# Okuma metni
╔══

10. Hukuk Dairesi 2015/14832 E. , 2018/11065 K.
"İçtihat Metni".......
Davacılar, ödeme emirlerinin iptali ve kuruma karşı borçlu olmadıklarının tespitini istemiştir.
Mahkemece, ilamında belirtilen gerekçelerle, davanın kabulüne dair karar verilmiştir.
Hükmün, davalı Kurum avukatı tarafından temyiz edilmesi üzerine, temyiz isteklerinin süresinde olduğu anlaşıldıktan ve Tetkik Hâkimi ... tarafından düzenlenen raporla dosyadaki kâğıtlar okunduktan sonra işin gereği düşünüldü ve aşağıdaki karar tespit edildi.
6183 sayılı Kanunun “Ödeme emri” başlıklı 55. maddesinin ilk fıkrasında; kamu alacağını vadesinde ödemeyenlere, yedi gün içinde borçlarını ödemeleri veya mal bildiriminde bulunmaları gereğinin bir ödeme emri ile tebliğ olunacağı; “Ödeme emrine itiraz” başlığını taşıyan 58. maddesinin birinci fıkrasında; kendisine ödeme emri tebliğ olunan kişinin, böyle bir borcu olmadığı veya kısmen ödediği veya zamanaşımına uğradığı hakkında tebliğ tarihinden itibaren yedi gün içinde itirazda bulunabileceği belirtilmiştir.
Görüldüğü gibi; “menfi tespit” niteliğindeki ödeme emrine itiraz/ödeme emrinin iptali davasının yedi günlük hak düşürücü süre içerisinde açılması zorunlu olduğu gibi, kendisine ödeme emri gönderilen borçlunun itirazları da üç nedenle sınırlandırılmıştır. Davanın yasal dayanağını oluşturan 6183 sayılı Kanunun 58.maddesine göre; kendisine ödeme emri tebliğ olunan şahıs, böyle bir borcu olmadığı veya kısmen ödediği veya zamanaşımına uğradığı hakkında tebliğ tarihinden itibaren yedi (7) gün içinde alacaklı tahsil dairesine ait itiraz işlerine bakan vergi itiraz komisyonu nezdinde itirazda bulunabilir. İtiraz etmezse borç kesinleşmiş olur.

╚══

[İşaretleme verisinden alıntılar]
╔══

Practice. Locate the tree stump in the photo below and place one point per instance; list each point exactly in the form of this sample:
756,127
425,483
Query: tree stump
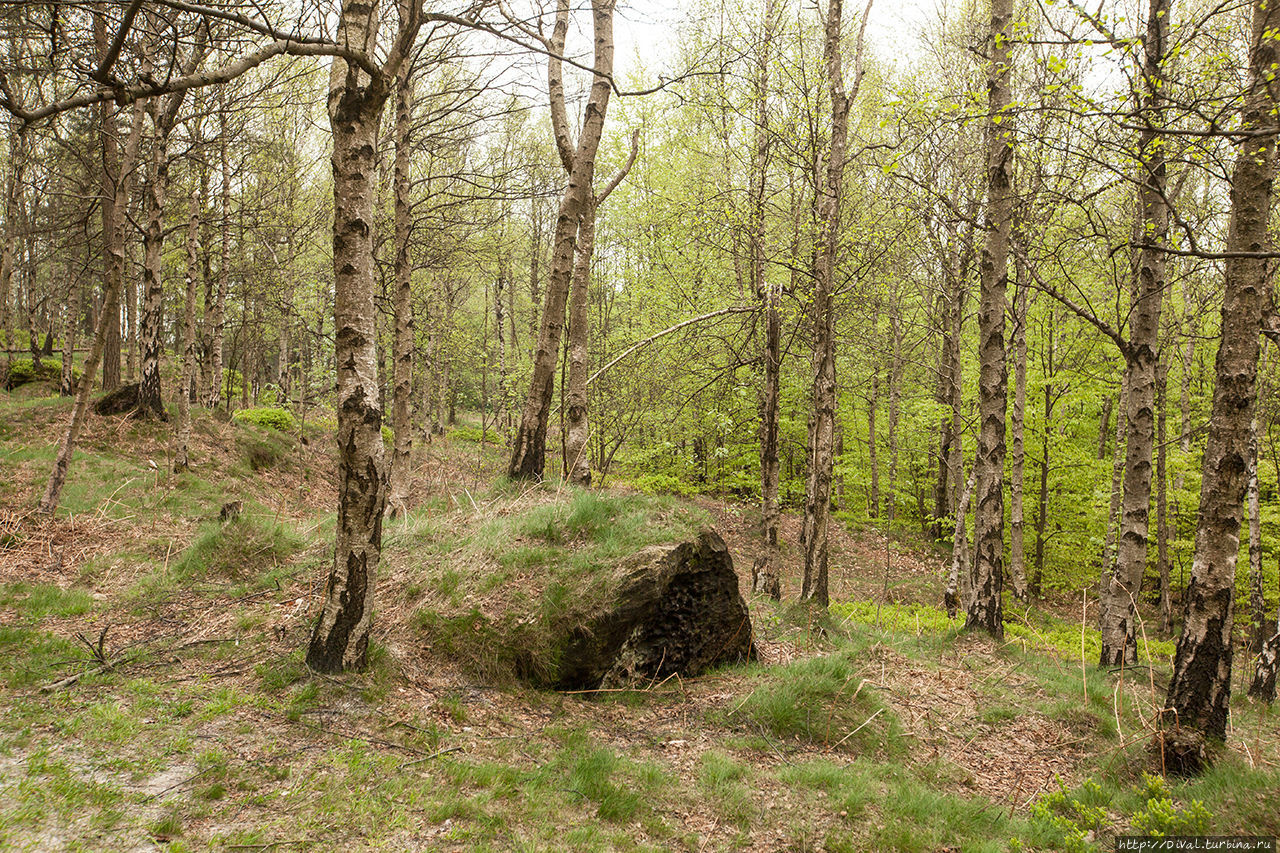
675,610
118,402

╚══

# Görev A
Ödeme emrinin iptali kararında "Davacılar, ödeme emirlerinin" ile başlayıp "karar tespit edildi." ile biten bölümün tamamını yeniden yazın ve "Davacılar" yerine "Başvurucular" koyun.
# Görev B
Ödeme emrine itiraza ilişkin mahkeme kararını kaldığı yerden sürdürün.

# Görev çıktısı A
Başvurucular, ödeme emirlerinin iptali ve kuruma karşı borçlu olmadıklarının tespitini istemiştir.
Mahkemece, ilamında belirtilen gerekçelerle, davanın kabulüne dair karar verilmiştir.
Hükmün, davalı Kurum avukatı tarafından temyiz edilmesi üzerine, temyiz isteklerinin süresinde olduğu anlaşıldıktan ve Tetkik Hâkimi ... tarafından düzenlenen raporla dosyadaki kâğıtlar okunduktan sonra işin gereği düşünüldü ve aşağıdaki karar tespit edildi.

# Görev çıktısı B
Diğer taraftan 6183 sayılı Kanunun 54. maddesi hükmü uyarınca da süresinde ödenmeyen amme alacağı tahsil dairesince cebren tahsil olunur. Amme borçlusunun borcuna yetecek miktarda mallarının haczedilerek paraya çevrilmesi de maddede belirtilen cebren tahsil şekillerinden birisidir. Bu bağlamda, borçtan dolayı cebren tahsile geçmeden önce anılan Kanunun 55. maddesi hükmünde öngörülen bilgilerin tümünü içeren bir ödemeye çağrı yazısının “ödeme emri” nin tebliğ edilmesi yasal zorunluluktur. Bir başka ifade ile kamu alacağı için “ödeme emri” çıkarılmadan ve icra takibi kesinleştirilmeden haciz uygulanması ve diğer cebren tahsil yollarına başvurulması kanuna aykırıdır.
Somut olayda ise 6183 sayılı Yasanın 55. maddesi kapsamında davacılardan ... adına düzenlenmiş ve anılan Yasanın 58. maddesi uyarınca tebliğ edilmiş bir ödeme emrinin ya da başlatılmış bir icra takibinin bulunmaması, yapılan bu tebligatın ödeme emri niteliğinde olmayıp, borç bildirim yazısından ibaret bulunması karşısında, davanın menfi tespit davası olarak kabul edilmesi gerekirken, yazılı biçimde ödeme emirlerin iptaline hükmedilmesi usul ve yasaya aykırı olup bozma nedenidir.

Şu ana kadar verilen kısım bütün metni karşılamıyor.